▶ **Description of the task**:
Reproduce character for character every line from the one containing "task: segment every instance of the gray" down to the one containing "target: gray bath mat", including both of those lines.

▶ **Labeled shape records**:

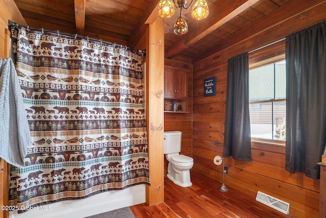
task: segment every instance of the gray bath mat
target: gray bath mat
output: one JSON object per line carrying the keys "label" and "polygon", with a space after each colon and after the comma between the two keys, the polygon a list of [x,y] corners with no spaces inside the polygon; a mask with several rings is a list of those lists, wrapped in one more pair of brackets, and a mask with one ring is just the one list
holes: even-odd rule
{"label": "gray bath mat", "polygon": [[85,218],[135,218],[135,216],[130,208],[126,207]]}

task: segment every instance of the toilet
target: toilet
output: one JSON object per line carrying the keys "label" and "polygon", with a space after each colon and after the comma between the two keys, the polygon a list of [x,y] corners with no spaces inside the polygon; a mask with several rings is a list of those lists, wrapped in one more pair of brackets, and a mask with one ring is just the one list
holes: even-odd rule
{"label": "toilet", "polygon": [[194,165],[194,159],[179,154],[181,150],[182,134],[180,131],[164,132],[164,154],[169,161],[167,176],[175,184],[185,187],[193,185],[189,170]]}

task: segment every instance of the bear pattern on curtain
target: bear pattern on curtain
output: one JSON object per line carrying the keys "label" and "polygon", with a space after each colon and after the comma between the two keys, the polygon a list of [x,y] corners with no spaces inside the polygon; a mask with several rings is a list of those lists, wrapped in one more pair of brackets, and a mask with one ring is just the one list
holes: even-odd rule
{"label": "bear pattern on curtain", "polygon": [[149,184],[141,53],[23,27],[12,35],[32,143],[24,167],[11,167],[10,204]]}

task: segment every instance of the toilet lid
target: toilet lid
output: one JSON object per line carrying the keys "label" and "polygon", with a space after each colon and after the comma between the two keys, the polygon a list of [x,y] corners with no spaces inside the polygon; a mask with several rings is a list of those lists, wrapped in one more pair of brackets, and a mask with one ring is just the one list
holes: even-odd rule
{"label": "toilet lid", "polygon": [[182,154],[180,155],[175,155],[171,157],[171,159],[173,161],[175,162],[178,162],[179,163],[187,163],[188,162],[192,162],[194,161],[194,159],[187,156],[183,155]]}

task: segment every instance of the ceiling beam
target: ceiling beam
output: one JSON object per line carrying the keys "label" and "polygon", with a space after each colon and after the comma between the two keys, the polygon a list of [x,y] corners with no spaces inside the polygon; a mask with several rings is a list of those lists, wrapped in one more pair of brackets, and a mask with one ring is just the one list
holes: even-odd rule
...
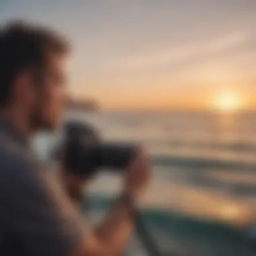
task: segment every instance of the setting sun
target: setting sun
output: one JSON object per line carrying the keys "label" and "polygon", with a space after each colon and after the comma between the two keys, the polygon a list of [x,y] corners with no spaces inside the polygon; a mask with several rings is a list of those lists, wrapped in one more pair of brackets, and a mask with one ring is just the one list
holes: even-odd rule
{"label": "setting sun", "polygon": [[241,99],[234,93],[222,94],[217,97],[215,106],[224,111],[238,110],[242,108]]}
==
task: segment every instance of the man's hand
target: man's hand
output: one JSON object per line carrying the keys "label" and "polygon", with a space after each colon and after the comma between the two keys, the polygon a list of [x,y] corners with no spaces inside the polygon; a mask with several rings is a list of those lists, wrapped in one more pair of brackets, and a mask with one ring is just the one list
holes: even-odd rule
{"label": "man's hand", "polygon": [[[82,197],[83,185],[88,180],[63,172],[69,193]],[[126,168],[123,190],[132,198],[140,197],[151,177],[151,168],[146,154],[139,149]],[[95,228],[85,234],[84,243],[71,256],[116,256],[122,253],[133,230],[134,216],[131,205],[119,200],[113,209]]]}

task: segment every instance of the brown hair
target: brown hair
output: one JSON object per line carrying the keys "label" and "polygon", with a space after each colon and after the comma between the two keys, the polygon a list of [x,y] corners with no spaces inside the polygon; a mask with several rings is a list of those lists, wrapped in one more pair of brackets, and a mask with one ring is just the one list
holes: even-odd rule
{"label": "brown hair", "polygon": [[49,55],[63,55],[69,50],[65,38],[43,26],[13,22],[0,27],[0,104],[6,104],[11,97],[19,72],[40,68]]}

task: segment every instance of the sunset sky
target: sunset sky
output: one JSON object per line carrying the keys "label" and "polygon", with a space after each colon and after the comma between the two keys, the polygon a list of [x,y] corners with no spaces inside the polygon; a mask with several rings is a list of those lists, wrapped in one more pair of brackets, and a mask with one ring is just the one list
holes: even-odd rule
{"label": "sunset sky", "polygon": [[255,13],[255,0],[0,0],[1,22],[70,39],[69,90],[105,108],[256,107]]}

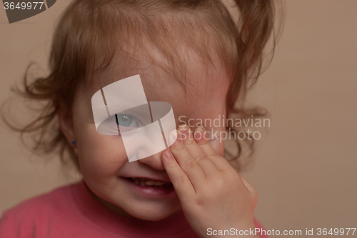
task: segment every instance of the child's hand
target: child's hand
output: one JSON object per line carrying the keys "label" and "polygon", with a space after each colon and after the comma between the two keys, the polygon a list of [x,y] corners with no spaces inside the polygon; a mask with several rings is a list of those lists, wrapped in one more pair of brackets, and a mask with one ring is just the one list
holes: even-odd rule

▶ **The result**:
task: segment every instance of the gray bath mat
target: gray bath mat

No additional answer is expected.